# Exercise prompt:
Reproduce the records below word for word, each line unchanged and in its original order, but leave out the pictures.

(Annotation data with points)
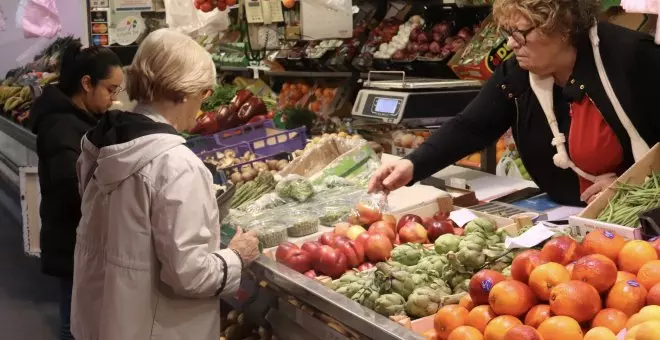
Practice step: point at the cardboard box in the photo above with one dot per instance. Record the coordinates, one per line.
(586, 221)
(482, 68)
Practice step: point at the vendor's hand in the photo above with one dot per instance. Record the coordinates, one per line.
(391, 176)
(246, 244)
(602, 182)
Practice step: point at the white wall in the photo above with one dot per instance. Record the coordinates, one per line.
(73, 16)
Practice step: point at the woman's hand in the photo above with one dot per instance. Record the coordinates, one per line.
(246, 244)
(392, 176)
(602, 182)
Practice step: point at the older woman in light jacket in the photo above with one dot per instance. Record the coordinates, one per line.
(148, 263)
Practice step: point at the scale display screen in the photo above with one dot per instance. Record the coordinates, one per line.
(386, 106)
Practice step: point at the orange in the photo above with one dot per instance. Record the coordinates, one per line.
(497, 328)
(649, 274)
(610, 318)
(624, 276)
(466, 302)
(603, 242)
(537, 315)
(635, 254)
(560, 328)
(653, 296)
(545, 277)
(600, 333)
(562, 249)
(523, 264)
(430, 334)
(576, 299)
(627, 296)
(511, 297)
(480, 316)
(449, 318)
(465, 333)
(597, 270)
(522, 332)
(649, 330)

# Full solution:
Practice step: point at the cardboard box in the photo above with one dot per instance. Record the coordinates, one per line.
(586, 221)
(482, 68)
Practice step: point at the vendor's hand in the photo above with one dot per instance. Record the coordinates, one per line.
(391, 176)
(246, 244)
(602, 182)
Practice step: point at the white wall in the photo above with one dot per instance. Record the coordinates, one per line.
(73, 16)
Practice step: point at the woman's hand in the photo above with one dot per instance. Record the coordinates, one per line.
(246, 244)
(392, 176)
(602, 182)
Practice step: point at the older woman in light jacket in the photo above with one dot per instance. Record the coordinates, one per line.
(148, 263)
Practice step: point at the scale display screen in the photo above with one dot per instance. Record the coordinates, one per line.
(386, 106)
Practice step: point at the orange in the photo above with one dot per instance. Record the coordinates, one per line.
(497, 328)
(649, 274)
(610, 318)
(624, 276)
(466, 302)
(603, 242)
(537, 315)
(635, 254)
(560, 328)
(653, 296)
(545, 277)
(600, 333)
(562, 249)
(523, 264)
(430, 334)
(576, 299)
(627, 296)
(511, 297)
(480, 316)
(449, 318)
(465, 333)
(597, 270)
(522, 332)
(649, 330)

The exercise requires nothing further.